**Your objective:**
Output every record below verbatim, line for line, omitting the pictures.

**Raw records:**
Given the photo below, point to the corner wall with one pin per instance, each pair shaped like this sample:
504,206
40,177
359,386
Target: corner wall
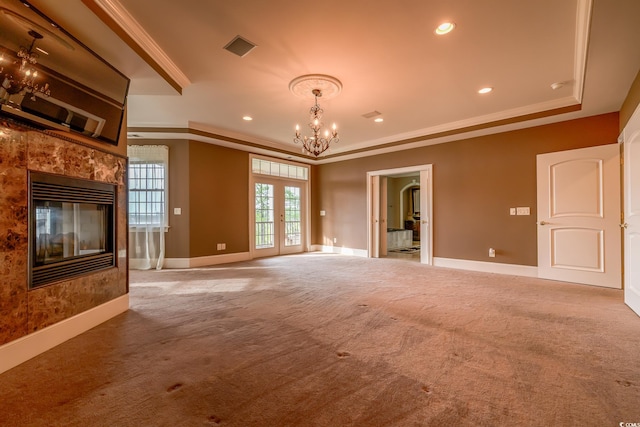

**Finished exercise:**
Given the photo below, point to the corner wall with one pin per instance, each pair shaped like this sample:
504,206
40,177
359,386
Target: corner wall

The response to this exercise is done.